◆ The request: Please reproduce the records from their start up to and including the line with "x=1052, y=204", keeping the requests unchanged, and scale every coordinate in the answers by 1.05, rounding each to a whole number with halves going up.

[Excerpts of location labeling data]
··········
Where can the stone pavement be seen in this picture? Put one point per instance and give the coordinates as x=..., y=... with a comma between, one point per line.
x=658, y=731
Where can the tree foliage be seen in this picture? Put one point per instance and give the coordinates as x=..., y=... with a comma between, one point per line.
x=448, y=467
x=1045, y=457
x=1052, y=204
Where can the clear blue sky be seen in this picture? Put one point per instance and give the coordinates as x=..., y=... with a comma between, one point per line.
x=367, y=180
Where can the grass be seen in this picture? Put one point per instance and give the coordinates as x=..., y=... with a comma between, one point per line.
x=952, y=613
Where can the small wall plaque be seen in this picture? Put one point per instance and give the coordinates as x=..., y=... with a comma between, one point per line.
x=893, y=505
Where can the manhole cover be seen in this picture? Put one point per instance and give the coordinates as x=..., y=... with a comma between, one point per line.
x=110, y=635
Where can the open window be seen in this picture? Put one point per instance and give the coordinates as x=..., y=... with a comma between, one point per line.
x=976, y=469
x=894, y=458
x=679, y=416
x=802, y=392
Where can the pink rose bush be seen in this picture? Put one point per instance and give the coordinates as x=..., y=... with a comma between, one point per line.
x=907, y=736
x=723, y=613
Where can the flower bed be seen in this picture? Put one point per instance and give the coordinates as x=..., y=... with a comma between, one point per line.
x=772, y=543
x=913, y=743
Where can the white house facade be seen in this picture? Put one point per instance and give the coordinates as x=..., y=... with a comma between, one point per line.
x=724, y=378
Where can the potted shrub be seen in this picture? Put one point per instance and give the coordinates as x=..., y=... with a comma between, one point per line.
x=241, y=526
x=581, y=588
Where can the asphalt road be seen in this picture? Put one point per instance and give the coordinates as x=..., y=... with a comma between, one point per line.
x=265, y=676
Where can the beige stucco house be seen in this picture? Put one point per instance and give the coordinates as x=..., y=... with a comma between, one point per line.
··········
◆ Solution:
Where can the stone pavement be seen in this picture? Put one point per instance and give the coordinates as x=..., y=... with a comma between, one point per line.
x=691, y=768
Where can the tree foliage be seen in this picture? Put one point per instance and give the coordinates as x=..., y=... with a comma between, one point per line.
x=470, y=490
x=1097, y=480
x=1105, y=214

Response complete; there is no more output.